Items listed in a dataset:
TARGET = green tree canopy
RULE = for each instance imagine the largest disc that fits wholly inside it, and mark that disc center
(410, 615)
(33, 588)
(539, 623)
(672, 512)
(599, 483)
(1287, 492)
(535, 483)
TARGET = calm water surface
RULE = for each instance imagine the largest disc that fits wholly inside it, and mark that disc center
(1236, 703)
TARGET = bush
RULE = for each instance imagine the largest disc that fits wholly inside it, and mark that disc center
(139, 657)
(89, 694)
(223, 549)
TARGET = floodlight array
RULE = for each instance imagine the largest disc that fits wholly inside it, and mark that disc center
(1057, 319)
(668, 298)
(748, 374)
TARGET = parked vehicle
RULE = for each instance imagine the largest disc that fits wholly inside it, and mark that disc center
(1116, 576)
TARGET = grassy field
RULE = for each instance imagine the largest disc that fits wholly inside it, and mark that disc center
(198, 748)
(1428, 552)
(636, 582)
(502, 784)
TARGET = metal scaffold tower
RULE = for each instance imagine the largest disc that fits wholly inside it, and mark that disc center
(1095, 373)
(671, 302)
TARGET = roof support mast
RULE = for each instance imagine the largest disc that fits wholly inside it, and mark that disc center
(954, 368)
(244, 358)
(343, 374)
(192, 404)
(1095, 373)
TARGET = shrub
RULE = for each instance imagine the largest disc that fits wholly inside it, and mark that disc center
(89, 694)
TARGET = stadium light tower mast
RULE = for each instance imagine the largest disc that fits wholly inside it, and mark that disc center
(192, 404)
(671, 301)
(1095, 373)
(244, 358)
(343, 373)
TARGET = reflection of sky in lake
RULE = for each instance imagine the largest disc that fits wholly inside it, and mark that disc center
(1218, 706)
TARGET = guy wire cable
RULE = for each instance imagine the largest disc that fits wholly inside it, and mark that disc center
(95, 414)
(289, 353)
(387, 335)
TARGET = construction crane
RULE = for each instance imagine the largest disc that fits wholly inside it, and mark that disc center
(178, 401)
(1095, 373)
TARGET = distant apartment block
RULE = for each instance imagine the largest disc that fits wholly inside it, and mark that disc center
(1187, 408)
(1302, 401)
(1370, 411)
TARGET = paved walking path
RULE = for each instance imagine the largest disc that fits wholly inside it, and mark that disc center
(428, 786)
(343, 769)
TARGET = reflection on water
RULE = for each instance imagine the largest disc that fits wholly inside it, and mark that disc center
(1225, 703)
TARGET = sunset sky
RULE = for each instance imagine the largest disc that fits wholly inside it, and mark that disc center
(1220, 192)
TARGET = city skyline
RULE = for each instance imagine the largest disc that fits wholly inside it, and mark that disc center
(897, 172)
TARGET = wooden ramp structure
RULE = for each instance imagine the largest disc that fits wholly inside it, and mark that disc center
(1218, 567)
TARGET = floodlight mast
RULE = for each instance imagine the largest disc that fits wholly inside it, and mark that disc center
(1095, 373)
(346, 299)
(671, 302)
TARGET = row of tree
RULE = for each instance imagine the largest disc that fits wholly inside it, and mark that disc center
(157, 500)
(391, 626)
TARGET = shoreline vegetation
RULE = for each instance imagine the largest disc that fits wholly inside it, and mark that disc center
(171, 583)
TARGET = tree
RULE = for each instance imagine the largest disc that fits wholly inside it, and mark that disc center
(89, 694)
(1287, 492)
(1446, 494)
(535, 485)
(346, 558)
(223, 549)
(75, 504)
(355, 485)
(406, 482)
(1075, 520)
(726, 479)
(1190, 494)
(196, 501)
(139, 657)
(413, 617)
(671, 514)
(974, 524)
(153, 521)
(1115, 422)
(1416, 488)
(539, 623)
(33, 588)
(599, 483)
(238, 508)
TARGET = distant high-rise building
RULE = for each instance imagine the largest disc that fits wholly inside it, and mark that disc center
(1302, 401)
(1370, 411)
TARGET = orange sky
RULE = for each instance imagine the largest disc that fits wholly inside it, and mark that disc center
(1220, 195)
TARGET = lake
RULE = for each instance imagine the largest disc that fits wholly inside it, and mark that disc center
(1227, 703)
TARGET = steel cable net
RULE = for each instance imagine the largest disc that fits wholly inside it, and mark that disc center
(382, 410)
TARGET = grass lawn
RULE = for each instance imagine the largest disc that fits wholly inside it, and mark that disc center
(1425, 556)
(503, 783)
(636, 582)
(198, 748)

--

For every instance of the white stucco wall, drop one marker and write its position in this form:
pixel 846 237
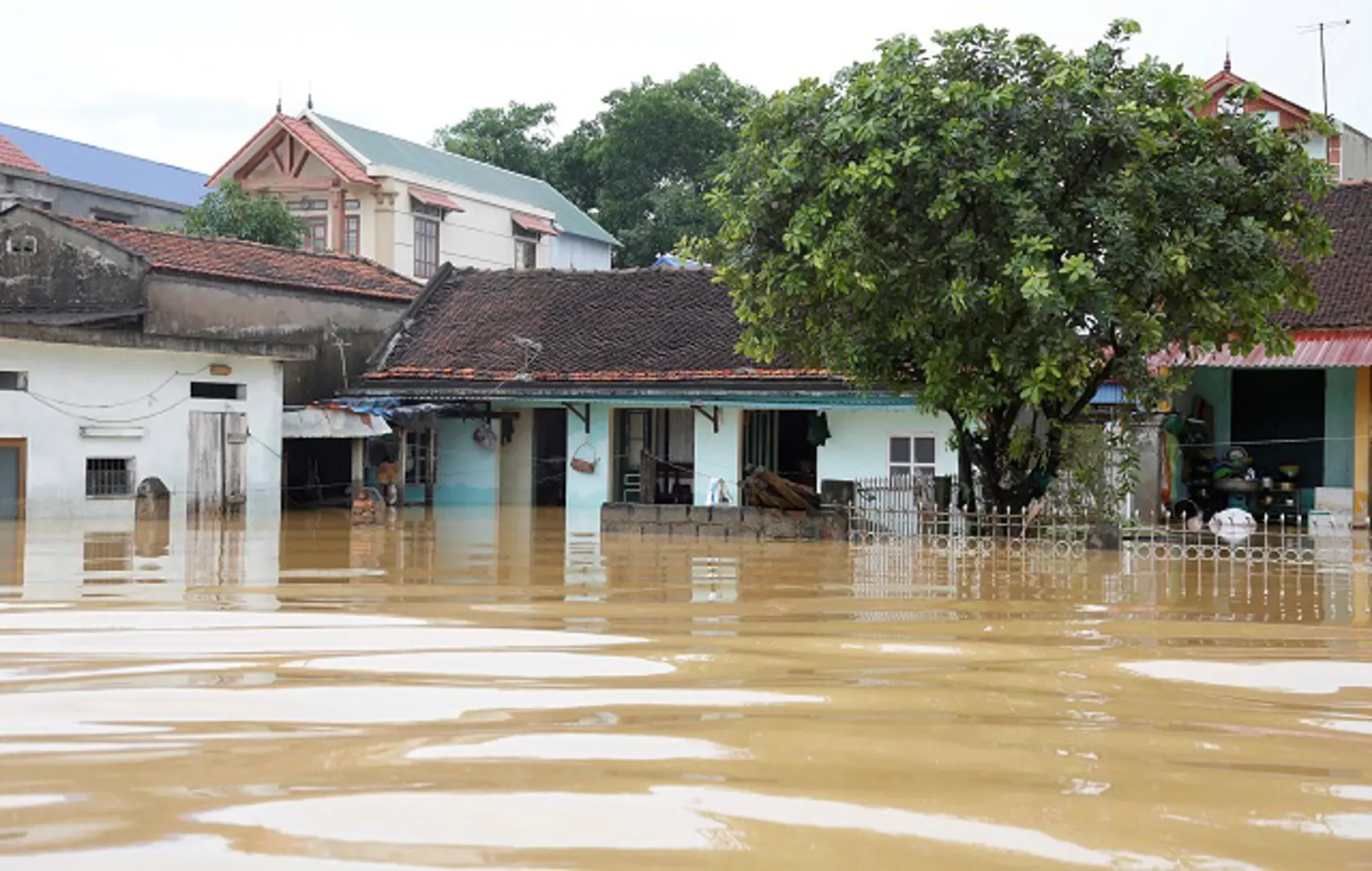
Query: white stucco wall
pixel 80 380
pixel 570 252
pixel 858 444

GOAL
Copy the rows from the line with "TARGET = stadium light tower mast" up to and including the line with "(1220, 192)", swapping "reflection" for "mirror image" and leaving everything else the same. Give only those rows.

PROBLEM SOLUTION
TARGET = stadium light tower mast
RULE = for each instance imagine the largest disc that fits wholly inside it, and mark that disc center
(192, 404)
(671, 301)
(1095, 373)
(244, 358)
(343, 373)
TARGET = mirror image of sky in lake
RULE = for each instance imagine the largest disc that fits wholly inside it, and mark that disc center
(1218, 706)
TARGET = guy wire cable
RULE = for each instance imagine the largest disc that fits wholly inside it, and mark that disc center
(95, 414)
(289, 353)
(387, 335)
TARGET = construction crane
RULE = for each instance imagine the largest disc that fits wholly inside it, and mark that disc center
(178, 401)
(1095, 373)
TARGET = distant apartment block
RULE = for each instance imagine the largest disc that fits wholly inside it, and mark that disc center
(1187, 408)
(1302, 401)
(1370, 411)
TARGET = paved walking path
RULE = for each instance imagine the largest disc that fits wholly inside it, and mark that disc center
(428, 786)
(343, 769)
TARGET = mirror image on water
RULE = for each instance imagine the largest disc that fits wholly inside it, and mark that disc center
(1225, 703)
TARGET = sunset sky
RULE = for each instance imagine the largest disc that fits wholly inside it, and mark that disc center
(1220, 192)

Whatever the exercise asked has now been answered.